## GIVEN PROBLEM
Write out all of the following rows verbatim, keeping every character, number, and line break unchanged.

^^^^

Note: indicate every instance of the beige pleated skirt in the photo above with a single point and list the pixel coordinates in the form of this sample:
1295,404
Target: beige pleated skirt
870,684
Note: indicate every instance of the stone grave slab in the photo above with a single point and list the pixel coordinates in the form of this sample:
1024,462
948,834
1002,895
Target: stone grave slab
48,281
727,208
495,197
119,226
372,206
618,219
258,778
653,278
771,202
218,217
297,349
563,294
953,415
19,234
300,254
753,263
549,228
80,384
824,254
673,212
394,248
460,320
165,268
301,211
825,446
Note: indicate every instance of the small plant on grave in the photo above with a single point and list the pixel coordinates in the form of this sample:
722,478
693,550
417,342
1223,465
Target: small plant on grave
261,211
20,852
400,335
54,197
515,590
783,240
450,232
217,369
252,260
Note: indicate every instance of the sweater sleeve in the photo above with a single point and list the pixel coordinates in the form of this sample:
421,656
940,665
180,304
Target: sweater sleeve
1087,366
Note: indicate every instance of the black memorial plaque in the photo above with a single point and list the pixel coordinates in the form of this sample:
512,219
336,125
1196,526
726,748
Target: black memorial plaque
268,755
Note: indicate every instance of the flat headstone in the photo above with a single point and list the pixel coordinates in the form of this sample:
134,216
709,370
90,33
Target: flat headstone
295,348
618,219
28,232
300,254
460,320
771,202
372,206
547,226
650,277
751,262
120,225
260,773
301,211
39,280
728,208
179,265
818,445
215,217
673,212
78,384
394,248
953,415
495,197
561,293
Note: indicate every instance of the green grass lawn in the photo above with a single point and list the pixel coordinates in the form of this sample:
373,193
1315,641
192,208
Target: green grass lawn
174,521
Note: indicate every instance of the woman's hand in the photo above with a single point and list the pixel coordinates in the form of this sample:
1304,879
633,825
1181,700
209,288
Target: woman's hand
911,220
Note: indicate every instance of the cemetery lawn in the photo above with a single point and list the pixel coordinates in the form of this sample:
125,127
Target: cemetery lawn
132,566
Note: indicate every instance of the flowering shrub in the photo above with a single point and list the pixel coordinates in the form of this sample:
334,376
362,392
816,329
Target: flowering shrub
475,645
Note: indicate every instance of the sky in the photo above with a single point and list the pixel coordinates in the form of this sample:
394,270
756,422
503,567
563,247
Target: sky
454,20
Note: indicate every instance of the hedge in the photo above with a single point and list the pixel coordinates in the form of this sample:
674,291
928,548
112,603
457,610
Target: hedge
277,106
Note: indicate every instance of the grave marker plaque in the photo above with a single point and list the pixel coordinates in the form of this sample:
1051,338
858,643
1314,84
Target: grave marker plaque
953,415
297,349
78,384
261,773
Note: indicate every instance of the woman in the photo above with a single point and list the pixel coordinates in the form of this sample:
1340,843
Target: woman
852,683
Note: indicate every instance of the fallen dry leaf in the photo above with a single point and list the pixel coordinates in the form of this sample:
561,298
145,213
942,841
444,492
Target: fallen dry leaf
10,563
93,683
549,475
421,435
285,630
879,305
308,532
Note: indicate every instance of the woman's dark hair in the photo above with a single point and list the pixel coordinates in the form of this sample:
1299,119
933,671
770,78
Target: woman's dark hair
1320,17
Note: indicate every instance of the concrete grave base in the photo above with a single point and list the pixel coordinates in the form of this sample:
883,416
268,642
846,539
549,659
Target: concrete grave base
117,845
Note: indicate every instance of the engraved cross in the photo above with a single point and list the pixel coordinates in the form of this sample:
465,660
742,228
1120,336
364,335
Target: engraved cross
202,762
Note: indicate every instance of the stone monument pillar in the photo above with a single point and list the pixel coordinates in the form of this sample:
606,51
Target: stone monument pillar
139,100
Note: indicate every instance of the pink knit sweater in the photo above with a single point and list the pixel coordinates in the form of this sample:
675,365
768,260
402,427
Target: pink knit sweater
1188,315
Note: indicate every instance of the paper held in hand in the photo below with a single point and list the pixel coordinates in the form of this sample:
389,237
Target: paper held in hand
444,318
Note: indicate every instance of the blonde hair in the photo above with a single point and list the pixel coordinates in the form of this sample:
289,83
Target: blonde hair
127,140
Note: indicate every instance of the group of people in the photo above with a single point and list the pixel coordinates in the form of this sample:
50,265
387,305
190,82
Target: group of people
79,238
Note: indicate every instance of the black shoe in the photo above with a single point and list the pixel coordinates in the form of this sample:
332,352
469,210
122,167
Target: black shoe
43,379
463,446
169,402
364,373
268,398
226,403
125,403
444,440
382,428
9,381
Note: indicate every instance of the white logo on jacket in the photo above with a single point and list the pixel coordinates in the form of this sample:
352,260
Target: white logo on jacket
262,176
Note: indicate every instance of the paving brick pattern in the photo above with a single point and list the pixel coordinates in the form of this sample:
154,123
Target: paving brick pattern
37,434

^^^^

## EXERCISE SOLUTION
Note: indicate every instance of the beige pleated skirt in the photo above with a single point and list the pixel coordinates in the form of this sample:
1295,404
Target: beige pleated skirt
870,684
Note: indicate every instance of the stone grave slab in the photo above with a single point and list the pixel coordinates in the form of this sample:
1024,462
948,834
1002,895
Target: stone grave slab
48,281
727,208
495,197
119,226
372,206
618,219
258,778
653,278
771,202
218,217
297,349
563,294
953,415
19,234
300,254
753,263
549,228
80,384
824,254
673,212
394,248
460,320
165,268
301,211
825,446
Note: indicate every instance of the small plant on grave in the photo above with a single point and list the pixel coordinates in the form of this sample:
722,478
693,550
417,342
1223,465
Target: small plant on grave
261,211
20,852
400,335
54,197
515,590
783,240
450,232
217,369
252,260
Note: indicate every instance of the sweater sleeve in the photo above with a single point and list the pixel coordinates in the form of this sample:
421,656
940,665
180,304
Target: sweater sleeve
1087,366
Note: indicate every instance of the black memorial plaque in the photo above with a single point and list the pixel coordinates in the form of this sample:
512,219
336,125
1196,526
726,748
Target: black memorial plaque
268,755
Note: indicate every instance of the flat headstone in the photo above with a single point and list the pixel coordinates in the form of this sample:
134,216
709,370
90,33
Target: flat headstone
295,348
618,219
28,232
300,254
460,320
771,202
372,206
547,226
650,277
751,262
120,225
260,773
301,211
39,280
728,208
179,265
818,445
215,217
673,212
78,384
394,248
953,415
495,197
561,293
Note: indicate every instance of the green grass lawn in the photo above with a single point and list the pixel coordinates in the form of this sample:
373,193
1315,641
192,208
Target: green grass lawn
174,521
Note: indicate every instance of the woman's hand in the photo above with a single point and list the pixel coordinates in the form of this sample:
1304,879
633,825
1181,700
209,288
Target: woman's hand
911,220
Note: indicate every instance of the cemetery lawn in the photo above with a single point and list the pixel coordinates in the form of this sample:
125,127
Target: cemetery lawn
132,566
Note: indicate every instance of the flowering shrub in the photo above with a single point and list the pixel coordinates in the form of this sample:
334,376
362,392
816,329
Target: flowering shrub
475,645
Note: indicate every instance of the sky in the photo above with a single point and list the pixel coordinates in the form of this sample:
394,270
756,422
503,567
563,247
Target: sky
454,20
Note: indicate every instance of the hedge in the photo above with a single point and list the pixel coordinates in the form of this sample:
674,291
928,548
112,603
457,610
Target: hedge
277,106
Note: indicate every instance of the grave marker plaque in the photo above with a single point and list the pixel coordinates in the form of this sample:
1051,338
858,643
1314,84
Target: grave marker plaque
953,415
297,349
78,384
261,773
Note: indicate every instance of the woman in the photo above with a single point and list the pixel coordinates in the form of this sample:
1340,843
Target: woman
852,683
Note: indicate every instance of the fallen dry leaf in the photo above with a single point and list the pixel coordinates in the form of this sample:
561,298
145,213
942,841
444,492
Target: fallen dry leaf
10,563
93,683
549,475
421,435
285,630
879,305
308,532
Note: indicate every instance of the woman's dark hair in the photo above with a single point and list the pixel coordinates in the form of this sample:
1299,119
933,671
770,78
Target: woman's dark hair
1320,17
Note: indicate every instance of the concrete grave base in the photo above with a single point and list the pixel coordinates in the form of this sample:
883,416
268,642
846,539
549,659
Target: concrete grave base
117,845
Note: indicate every instance of the engraved cross in the photo above with a single point and list the pixel coordinates in the form of this sample:
465,660
742,228
1120,336
364,335
Target: engraved cross
202,762
Note: indicate every instance of the stone monument pillar in the photo above with a single point and list the pixel coordinates in the form of this sample:
606,51
Target: stone monument pillar
139,100
Note: indicate every instance of the pink knit sweater in the photo above with a single point and list the pixel coordinates in the form of this sample:
675,365
768,260
402,427
Target: pink knit sweater
1188,315
Note: indicate every instance of the paper held in hand in the photo below with a single point and list the pixel coordinates in the form of this sample:
389,237
Target: paper held in hand
444,318
Note: indicate every instance of the blonde hair in the photo above with a single point and list the pixel coordinates in the form of this sample:
289,83
Target: blonde hair
127,140
Note: indicate every instance of the group of people in the photo above with a single point and list the pixel coordinates in the form of this sample:
50,265
387,305
190,82
Target: group of people
79,238
Note: indicate every instance of the black shoe in the photo above with a single point and list the pixel coordinates in the form of this sample:
332,352
469,210
122,167
Target: black shoe
43,379
463,446
169,402
364,373
268,398
226,403
125,403
444,440
382,428
9,381
Note: indicate every instance of the white logo on jacket in the photo above with a single point and list the pixel coordinates in the form of this sample:
352,260
Target: white logo on jacket
262,176
Note: indicate every instance of the paving brick pattern in the photo above with a single point and list the pixel coordinates in the form of this sample:
154,123
Target: paving brick pattern
37,434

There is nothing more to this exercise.